— Start —

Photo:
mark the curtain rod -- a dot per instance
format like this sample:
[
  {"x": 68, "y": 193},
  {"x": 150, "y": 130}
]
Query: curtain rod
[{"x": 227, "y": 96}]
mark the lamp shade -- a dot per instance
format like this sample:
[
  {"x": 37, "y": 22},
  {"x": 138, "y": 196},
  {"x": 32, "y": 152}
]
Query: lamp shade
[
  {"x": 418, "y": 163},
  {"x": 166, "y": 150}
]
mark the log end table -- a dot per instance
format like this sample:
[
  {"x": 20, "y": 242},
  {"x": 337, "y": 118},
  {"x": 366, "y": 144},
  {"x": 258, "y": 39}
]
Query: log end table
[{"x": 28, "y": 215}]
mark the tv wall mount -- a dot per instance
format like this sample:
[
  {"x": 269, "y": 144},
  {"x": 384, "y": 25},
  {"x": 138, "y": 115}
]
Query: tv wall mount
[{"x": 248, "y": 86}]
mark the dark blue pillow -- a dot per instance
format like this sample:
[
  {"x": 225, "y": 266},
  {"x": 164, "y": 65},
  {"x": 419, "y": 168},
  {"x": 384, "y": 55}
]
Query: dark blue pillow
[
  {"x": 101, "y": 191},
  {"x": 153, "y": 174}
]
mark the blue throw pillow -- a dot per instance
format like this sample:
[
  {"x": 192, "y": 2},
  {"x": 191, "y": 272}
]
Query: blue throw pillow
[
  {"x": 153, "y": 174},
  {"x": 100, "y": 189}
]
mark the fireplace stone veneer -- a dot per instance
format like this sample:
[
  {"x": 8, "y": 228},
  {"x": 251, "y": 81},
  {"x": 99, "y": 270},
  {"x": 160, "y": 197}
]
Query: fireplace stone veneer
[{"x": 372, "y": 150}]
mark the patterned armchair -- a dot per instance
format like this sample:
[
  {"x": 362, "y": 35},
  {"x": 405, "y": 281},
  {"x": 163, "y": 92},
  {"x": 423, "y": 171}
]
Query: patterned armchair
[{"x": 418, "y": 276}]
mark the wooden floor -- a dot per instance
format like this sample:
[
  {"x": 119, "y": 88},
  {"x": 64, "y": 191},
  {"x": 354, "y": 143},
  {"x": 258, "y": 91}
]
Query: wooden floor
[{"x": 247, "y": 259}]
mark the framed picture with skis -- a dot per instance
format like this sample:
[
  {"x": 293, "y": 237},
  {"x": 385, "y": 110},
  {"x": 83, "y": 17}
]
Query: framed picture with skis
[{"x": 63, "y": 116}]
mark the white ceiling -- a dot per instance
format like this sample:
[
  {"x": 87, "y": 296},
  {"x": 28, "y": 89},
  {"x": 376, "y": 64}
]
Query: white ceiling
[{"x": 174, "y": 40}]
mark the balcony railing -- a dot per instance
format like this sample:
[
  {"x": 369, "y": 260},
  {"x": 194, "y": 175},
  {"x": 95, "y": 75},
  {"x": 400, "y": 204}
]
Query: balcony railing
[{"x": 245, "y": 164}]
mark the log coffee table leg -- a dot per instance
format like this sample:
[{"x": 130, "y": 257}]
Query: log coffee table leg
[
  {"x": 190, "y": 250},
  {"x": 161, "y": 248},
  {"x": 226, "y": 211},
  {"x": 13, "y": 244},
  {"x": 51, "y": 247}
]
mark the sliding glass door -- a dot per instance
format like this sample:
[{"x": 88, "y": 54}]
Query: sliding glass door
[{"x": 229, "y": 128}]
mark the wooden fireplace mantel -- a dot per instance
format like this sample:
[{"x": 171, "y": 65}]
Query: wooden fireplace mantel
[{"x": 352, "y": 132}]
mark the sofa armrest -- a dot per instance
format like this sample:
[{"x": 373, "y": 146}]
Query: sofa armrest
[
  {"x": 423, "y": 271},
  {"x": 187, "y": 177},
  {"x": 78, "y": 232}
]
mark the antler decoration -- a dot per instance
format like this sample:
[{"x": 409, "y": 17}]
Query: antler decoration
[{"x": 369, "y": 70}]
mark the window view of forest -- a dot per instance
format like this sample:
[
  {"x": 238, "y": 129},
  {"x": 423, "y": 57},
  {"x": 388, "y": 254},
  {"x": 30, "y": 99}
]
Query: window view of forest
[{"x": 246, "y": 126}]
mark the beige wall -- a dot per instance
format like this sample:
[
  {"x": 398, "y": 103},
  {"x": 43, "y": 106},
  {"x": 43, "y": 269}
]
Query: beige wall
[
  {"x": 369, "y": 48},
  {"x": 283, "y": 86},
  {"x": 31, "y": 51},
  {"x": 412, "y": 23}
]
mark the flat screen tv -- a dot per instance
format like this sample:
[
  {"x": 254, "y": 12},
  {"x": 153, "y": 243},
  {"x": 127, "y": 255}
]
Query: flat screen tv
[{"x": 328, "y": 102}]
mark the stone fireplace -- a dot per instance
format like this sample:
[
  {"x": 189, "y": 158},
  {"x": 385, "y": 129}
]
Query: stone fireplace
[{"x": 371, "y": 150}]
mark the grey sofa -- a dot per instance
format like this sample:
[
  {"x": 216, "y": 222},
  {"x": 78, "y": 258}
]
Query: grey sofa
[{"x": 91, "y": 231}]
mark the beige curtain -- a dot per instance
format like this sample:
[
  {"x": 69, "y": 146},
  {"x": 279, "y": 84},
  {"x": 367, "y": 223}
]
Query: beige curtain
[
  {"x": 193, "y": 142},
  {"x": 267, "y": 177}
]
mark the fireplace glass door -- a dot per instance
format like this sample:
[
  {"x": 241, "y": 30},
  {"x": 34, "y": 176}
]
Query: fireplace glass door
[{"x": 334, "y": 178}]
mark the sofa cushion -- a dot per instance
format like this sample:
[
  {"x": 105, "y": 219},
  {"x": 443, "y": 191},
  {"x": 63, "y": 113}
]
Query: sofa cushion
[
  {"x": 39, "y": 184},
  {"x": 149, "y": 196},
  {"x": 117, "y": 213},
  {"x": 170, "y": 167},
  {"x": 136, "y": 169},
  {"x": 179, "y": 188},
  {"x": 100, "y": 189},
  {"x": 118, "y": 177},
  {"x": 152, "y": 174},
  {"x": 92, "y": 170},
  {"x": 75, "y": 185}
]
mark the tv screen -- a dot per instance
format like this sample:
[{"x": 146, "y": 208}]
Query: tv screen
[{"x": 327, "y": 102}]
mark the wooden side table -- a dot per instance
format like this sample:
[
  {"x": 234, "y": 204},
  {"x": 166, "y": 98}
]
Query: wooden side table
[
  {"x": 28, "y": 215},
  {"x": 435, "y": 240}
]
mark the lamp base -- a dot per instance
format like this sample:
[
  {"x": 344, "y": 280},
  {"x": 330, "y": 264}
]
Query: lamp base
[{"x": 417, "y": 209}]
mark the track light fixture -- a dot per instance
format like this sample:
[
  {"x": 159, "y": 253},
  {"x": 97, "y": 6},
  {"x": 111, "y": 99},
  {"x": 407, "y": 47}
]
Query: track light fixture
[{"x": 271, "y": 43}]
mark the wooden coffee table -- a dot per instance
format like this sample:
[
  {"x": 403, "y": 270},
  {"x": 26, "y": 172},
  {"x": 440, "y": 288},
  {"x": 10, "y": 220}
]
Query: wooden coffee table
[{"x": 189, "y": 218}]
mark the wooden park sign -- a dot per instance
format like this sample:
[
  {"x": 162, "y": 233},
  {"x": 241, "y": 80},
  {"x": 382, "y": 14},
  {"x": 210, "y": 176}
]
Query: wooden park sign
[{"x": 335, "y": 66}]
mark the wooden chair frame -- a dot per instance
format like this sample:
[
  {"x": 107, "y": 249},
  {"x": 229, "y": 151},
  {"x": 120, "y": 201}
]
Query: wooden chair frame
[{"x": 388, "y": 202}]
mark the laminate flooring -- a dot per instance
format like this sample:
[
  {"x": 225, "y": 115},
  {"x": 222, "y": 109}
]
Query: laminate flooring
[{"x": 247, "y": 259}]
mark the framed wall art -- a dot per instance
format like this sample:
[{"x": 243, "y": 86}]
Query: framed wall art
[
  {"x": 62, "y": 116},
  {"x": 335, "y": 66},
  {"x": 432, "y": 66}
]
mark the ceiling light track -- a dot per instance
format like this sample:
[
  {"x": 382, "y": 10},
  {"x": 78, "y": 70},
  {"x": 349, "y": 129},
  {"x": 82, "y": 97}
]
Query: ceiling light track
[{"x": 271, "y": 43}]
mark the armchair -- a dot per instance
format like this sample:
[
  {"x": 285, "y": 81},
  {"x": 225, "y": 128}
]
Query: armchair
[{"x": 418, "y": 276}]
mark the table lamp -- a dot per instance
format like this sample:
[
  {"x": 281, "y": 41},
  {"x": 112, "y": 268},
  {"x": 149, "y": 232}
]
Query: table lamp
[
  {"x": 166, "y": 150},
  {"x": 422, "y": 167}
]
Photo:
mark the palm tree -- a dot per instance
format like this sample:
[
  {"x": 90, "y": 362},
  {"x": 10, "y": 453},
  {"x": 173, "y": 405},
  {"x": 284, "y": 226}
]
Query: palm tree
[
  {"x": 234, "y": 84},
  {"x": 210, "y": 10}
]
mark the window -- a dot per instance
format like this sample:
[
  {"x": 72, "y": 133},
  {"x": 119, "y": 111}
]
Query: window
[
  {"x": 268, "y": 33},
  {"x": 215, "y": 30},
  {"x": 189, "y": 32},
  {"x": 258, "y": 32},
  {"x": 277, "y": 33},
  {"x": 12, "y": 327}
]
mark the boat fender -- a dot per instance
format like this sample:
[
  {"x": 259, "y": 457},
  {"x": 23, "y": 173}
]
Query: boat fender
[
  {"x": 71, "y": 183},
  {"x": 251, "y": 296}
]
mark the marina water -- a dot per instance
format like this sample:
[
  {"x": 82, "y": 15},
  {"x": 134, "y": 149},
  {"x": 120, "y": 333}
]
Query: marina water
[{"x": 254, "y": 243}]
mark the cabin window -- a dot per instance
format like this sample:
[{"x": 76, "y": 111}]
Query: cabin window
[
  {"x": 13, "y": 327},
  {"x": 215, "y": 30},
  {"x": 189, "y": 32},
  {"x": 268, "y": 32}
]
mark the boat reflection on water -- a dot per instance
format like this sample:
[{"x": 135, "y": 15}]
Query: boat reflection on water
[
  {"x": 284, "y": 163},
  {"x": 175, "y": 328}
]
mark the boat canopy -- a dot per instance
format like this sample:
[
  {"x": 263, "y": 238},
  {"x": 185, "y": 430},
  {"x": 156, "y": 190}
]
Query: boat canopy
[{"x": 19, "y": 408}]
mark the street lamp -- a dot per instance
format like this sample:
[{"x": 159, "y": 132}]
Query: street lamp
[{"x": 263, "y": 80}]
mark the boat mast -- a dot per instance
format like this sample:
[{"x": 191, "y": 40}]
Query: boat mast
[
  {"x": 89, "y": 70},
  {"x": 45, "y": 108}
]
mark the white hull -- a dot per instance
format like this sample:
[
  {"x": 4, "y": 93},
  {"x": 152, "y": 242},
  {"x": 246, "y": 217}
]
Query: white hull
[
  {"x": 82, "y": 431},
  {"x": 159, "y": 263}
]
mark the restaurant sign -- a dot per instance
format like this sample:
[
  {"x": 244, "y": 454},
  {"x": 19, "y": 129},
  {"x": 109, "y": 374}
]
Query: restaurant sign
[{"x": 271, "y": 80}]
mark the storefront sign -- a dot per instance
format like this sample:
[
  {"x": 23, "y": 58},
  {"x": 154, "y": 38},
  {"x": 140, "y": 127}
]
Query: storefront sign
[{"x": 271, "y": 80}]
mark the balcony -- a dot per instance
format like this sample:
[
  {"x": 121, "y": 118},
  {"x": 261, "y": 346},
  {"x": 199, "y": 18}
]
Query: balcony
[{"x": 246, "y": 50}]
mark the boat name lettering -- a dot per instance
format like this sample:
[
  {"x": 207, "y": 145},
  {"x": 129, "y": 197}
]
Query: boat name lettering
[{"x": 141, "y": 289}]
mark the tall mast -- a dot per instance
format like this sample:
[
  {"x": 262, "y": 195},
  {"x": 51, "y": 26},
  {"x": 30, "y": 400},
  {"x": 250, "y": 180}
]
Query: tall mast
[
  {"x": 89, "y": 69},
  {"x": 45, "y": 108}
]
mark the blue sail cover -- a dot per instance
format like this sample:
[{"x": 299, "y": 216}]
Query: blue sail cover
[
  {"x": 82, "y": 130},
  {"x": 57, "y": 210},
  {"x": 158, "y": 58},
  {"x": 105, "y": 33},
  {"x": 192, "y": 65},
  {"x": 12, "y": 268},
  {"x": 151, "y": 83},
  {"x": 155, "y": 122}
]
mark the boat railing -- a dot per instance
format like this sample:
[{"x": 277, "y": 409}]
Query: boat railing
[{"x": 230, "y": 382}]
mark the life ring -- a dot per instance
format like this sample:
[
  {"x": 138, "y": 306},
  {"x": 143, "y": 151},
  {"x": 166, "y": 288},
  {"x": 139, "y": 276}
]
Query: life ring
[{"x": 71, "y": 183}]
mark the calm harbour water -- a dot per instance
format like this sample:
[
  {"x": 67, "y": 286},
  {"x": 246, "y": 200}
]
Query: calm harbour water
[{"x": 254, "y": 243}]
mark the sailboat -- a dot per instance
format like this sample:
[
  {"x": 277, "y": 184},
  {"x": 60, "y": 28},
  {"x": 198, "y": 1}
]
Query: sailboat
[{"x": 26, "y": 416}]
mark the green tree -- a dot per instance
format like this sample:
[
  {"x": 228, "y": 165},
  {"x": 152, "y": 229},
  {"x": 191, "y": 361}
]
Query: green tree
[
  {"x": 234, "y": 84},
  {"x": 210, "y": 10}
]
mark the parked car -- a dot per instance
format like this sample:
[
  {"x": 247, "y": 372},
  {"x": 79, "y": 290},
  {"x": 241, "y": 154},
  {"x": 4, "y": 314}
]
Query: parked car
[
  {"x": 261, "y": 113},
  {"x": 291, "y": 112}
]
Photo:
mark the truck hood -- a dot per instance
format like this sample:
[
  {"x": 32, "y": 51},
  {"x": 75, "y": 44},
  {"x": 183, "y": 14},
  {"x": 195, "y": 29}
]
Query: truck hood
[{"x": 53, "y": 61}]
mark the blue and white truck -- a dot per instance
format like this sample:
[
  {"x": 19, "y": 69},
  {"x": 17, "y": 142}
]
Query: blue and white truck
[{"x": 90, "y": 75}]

— End —

The problem: Exact repetition is required for the lines from the one that contains "mark the blue sail" through the final line; leave out everything else.

Full output:
mark the blue sail cover -- a dot per instance
format like this sample:
[{"x": 299, "y": 216}]
Query: blue sail cover
[
  {"x": 82, "y": 130},
  {"x": 57, "y": 210},
  {"x": 158, "y": 58},
  {"x": 105, "y": 33},
  {"x": 192, "y": 65},
  {"x": 12, "y": 268},
  {"x": 151, "y": 83},
  {"x": 155, "y": 122}
]
mark the boat railing -- a dot per instance
format like this sample:
[{"x": 277, "y": 409}]
Query: boat railing
[{"x": 230, "y": 382}]
mark the life ring -- a dot per instance
format like this sample:
[
  {"x": 138, "y": 306},
  {"x": 143, "y": 151},
  {"x": 166, "y": 288},
  {"x": 139, "y": 276}
]
Query: life ring
[{"x": 71, "y": 183}]
mark the calm harbour water -- a dot per instance
format like this sample:
[
  {"x": 67, "y": 286},
  {"x": 246, "y": 200}
]
Query: calm harbour water
[{"x": 254, "y": 243}]
mark the sailboat -- a dot per instance
format like this sample:
[
  {"x": 277, "y": 184},
  {"x": 60, "y": 28},
  {"x": 198, "y": 1}
]
Query: sailboat
[{"x": 26, "y": 416}]
mark the green tree -- a dot per instance
format like this sample:
[
  {"x": 228, "y": 165},
  {"x": 152, "y": 229},
  {"x": 191, "y": 361}
]
Query: green tree
[
  {"x": 234, "y": 84},
  {"x": 210, "y": 10}
]
mark the parked car -- a dot per instance
format like this sample:
[
  {"x": 247, "y": 372},
  {"x": 79, "y": 290},
  {"x": 241, "y": 154},
  {"x": 4, "y": 314}
]
Query: parked car
[
  {"x": 261, "y": 113},
  {"x": 291, "y": 112}
]
Photo:
mark the truck hood -- a dot per instance
format like this sample:
[
  {"x": 32, "y": 51},
  {"x": 75, "y": 44},
  {"x": 183, "y": 14},
  {"x": 195, "y": 29}
]
Query: truck hood
[{"x": 53, "y": 61}]
mark the blue and white truck -- a dot per instance
format like this sample:
[
  {"x": 19, "y": 69},
  {"x": 17, "y": 142}
]
Query: blue and white truck
[{"x": 90, "y": 75}]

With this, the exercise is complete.